▸ **PAGE TEXT**

# # # #

Genomic changes can be detected and relative chronometry established by parsimony-based phylogenomic analysis, and evolutionary trajectories of karyotypes can also be elucidated in this way. Here, to reveal the karyotype evolutionary trajectories of Betulaceae, we identified syntenic conservation and chromosome rearrangements among the five genomes of B. pendula (Bpe), C. mandshurica (Cma), Ca. fangiana (Cfa), Ostrya rehderiana (Ore), and Ostryopsis nobilis (Ono) to represent the genera Betula, Corylus, Carpinus, Ostrya, and Ostryopsis, respectively (Fig. 3 and Supplementary Figs. 47). Putative homologous genes and collinear genes were identified within each genome and between each pair of genomes (Fig. 2D), and dot plots for species within Betulaceae were employed to depict orthology information (Supplementary Figs. 4 and 5).

Fig. 3: Schematic representation of karyotype evolution in the five Betulaceae genomes from the ancestral Betulaceae karyotype and chromosome fusions/fissions during the karyotype evolution of C. mandshurica.

# # # #

▸ **DATA EXTRACT**
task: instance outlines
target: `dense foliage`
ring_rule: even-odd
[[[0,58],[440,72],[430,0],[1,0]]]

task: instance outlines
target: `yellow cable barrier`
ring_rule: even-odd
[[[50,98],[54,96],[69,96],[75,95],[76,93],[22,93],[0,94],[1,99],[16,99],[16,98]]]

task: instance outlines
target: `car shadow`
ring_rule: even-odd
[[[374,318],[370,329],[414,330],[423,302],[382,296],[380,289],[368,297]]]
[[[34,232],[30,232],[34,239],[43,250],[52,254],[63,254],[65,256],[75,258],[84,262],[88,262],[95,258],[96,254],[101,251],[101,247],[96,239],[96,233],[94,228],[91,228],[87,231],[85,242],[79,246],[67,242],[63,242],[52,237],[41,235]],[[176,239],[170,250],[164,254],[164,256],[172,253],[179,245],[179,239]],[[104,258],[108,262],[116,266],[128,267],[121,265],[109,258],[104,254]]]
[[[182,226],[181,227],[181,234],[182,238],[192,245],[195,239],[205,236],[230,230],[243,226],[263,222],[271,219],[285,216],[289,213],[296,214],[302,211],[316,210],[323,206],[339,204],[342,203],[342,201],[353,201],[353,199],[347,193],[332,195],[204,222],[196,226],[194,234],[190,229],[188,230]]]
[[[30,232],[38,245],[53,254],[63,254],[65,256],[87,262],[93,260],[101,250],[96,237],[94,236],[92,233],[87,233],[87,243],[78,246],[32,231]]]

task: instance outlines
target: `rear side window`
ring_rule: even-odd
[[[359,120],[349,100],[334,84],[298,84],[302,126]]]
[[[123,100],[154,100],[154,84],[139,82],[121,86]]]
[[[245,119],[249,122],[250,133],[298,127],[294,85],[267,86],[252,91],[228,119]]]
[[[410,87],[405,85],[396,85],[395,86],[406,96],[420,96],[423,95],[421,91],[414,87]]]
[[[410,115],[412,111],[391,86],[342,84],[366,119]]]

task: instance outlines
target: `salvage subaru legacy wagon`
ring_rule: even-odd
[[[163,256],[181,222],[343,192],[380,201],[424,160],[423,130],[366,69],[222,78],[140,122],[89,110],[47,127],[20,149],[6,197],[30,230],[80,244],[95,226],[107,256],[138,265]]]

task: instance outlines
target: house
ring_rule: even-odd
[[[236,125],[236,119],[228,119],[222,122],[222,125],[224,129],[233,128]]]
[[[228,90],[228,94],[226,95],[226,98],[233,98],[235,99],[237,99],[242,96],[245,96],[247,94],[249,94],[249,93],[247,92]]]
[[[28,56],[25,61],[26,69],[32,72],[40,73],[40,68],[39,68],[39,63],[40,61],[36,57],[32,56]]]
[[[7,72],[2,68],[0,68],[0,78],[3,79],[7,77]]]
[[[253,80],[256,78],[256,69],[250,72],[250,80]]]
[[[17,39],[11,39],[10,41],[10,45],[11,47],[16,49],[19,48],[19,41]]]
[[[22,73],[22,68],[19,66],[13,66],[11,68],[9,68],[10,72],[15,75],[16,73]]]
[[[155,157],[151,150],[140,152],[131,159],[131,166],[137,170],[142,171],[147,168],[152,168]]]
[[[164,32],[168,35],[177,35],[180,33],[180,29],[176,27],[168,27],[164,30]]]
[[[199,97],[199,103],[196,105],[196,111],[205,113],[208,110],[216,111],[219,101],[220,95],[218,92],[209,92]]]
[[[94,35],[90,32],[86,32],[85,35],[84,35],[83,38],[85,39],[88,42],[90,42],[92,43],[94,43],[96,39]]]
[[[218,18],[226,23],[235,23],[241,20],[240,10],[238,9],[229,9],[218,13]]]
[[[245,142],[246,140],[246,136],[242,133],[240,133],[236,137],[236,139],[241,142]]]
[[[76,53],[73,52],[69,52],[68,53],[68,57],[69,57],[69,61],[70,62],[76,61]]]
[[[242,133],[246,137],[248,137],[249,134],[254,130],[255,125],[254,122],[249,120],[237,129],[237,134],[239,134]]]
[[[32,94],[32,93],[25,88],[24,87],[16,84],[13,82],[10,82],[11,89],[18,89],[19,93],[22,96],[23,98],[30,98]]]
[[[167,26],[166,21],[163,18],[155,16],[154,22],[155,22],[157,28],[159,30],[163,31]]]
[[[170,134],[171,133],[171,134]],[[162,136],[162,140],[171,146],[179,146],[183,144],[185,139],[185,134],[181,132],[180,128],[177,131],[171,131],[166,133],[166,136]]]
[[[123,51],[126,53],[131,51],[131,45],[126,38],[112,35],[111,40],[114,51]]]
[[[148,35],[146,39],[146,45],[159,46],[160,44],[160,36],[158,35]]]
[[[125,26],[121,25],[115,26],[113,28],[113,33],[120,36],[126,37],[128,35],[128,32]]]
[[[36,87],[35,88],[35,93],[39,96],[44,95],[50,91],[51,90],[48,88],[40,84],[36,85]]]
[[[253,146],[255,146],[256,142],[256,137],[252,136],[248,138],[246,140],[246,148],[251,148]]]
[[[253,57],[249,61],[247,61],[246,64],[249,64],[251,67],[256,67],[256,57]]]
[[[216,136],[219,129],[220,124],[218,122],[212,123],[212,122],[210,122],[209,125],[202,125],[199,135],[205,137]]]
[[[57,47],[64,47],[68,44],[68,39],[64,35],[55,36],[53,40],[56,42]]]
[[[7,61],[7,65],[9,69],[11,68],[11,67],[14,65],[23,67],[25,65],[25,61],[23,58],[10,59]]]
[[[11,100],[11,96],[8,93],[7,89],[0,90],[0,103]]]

# # # #

Please rewrite the passage on Betulaceae karyotype evolution with "chromosome fusions/fissions" changed to "chromosome fusions and fissions", beginning at the words "Fig. 3: Schematic" and stopping after "of C. mandshurica.". Work from the passage on Betulaceae karyotype evolution alone, not the listing.

▸ **TASK SOLUTION**
Fig. 3: Schematic representation of karyotype evolution in the five Betulaceae genomes from the ancestral Betulaceae karyotype and chromosome fusions and fissions during the karyotype evolution of C. mandshurica.